START
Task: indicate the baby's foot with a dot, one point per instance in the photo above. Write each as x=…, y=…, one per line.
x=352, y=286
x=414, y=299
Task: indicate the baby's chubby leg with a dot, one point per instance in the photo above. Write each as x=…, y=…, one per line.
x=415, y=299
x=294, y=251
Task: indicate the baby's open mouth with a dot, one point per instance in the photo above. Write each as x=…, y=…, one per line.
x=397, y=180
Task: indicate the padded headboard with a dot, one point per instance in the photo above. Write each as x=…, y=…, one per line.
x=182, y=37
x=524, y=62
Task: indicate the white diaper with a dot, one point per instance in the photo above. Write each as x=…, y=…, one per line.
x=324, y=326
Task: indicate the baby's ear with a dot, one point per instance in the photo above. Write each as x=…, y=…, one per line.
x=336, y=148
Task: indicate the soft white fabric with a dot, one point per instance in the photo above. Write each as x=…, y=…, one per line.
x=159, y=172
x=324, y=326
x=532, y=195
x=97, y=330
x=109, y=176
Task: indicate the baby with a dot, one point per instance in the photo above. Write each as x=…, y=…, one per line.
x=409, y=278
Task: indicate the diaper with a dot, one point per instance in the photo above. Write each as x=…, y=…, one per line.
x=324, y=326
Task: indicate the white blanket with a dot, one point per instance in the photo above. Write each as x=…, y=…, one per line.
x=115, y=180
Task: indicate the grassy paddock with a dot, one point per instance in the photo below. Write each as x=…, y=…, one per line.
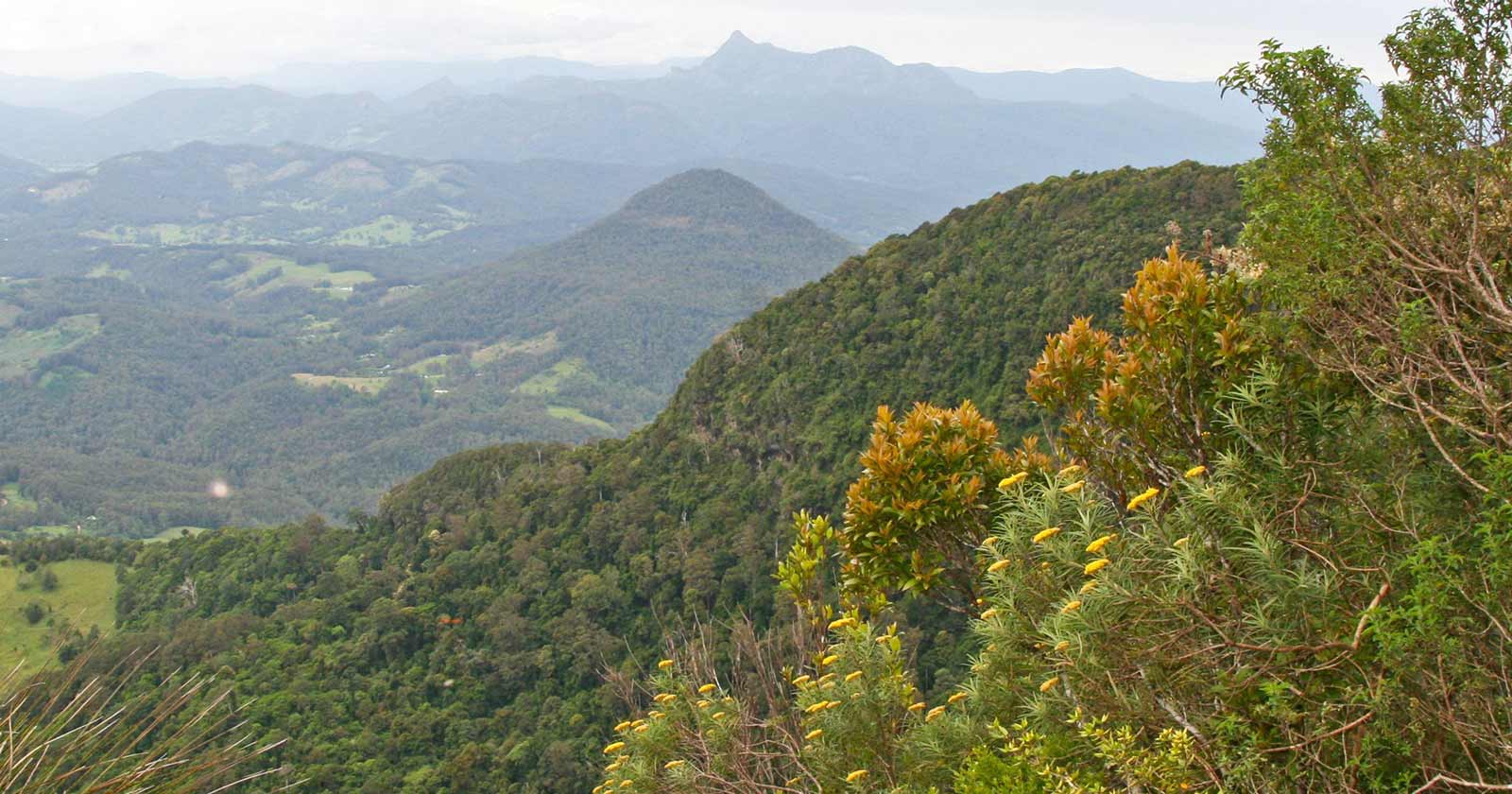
END
• **Task to carry out**
Return the lines above unchanged, starting at the first one and stopping after the line that contains "x=397, y=180".

• **Solution to the problem**
Task: indicate the baby's foot with a dot, one point per instance in the photo above. Write each as x=…, y=…, one per line.
x=352, y=286
x=414, y=299
Task: indicate the baby's chubby leg with a dot, one point per instance in the photo above. Write each as x=…, y=…, one per line.
x=415, y=299
x=294, y=251
Task: indicate the baby's open mouth with a dot, one point per instance in the photo above. Write each as x=…, y=…, one per line.
x=397, y=180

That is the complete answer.